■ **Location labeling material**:

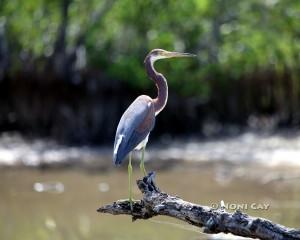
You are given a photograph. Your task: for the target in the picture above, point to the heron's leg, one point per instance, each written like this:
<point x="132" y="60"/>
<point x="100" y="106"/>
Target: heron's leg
<point x="142" y="165"/>
<point x="130" y="181"/>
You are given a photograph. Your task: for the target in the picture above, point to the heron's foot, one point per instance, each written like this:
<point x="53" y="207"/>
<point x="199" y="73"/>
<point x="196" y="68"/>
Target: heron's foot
<point x="142" y="167"/>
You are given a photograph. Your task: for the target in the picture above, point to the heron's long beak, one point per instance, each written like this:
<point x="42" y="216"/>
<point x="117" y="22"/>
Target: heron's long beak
<point x="177" y="54"/>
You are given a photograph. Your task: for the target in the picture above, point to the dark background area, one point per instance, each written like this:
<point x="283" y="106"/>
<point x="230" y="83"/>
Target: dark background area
<point x="69" y="69"/>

■ **Task directions**:
Please output all of the material above word for word, leaving out the picture.

■ **Solved problem**:
You are given a photograph. Your task: for the target in the picture above, point to the heron's leg, one point per instance, each written like this:
<point x="132" y="60"/>
<point x="100" y="106"/>
Target: heron's leg
<point x="142" y="165"/>
<point x="130" y="181"/>
You are given a photograph. Your task: for the target in the picture above, point to the heron's foot, one point per instance, each written like this:
<point x="53" y="207"/>
<point x="199" y="73"/>
<point x="196" y="68"/>
Target: heron's foot
<point x="142" y="167"/>
You are given a photograph. Your task: for the target in the picture above, point to the heron's long beak, one point per instance, each written like this:
<point x="42" y="216"/>
<point x="117" y="22"/>
Target: heron's long beak
<point x="177" y="54"/>
You are given a photograph. Your task: for the target in the picture above, point to the dark background area, one point per instance, each written like this:
<point x="283" y="106"/>
<point x="230" y="83"/>
Target: dark background area
<point x="69" y="69"/>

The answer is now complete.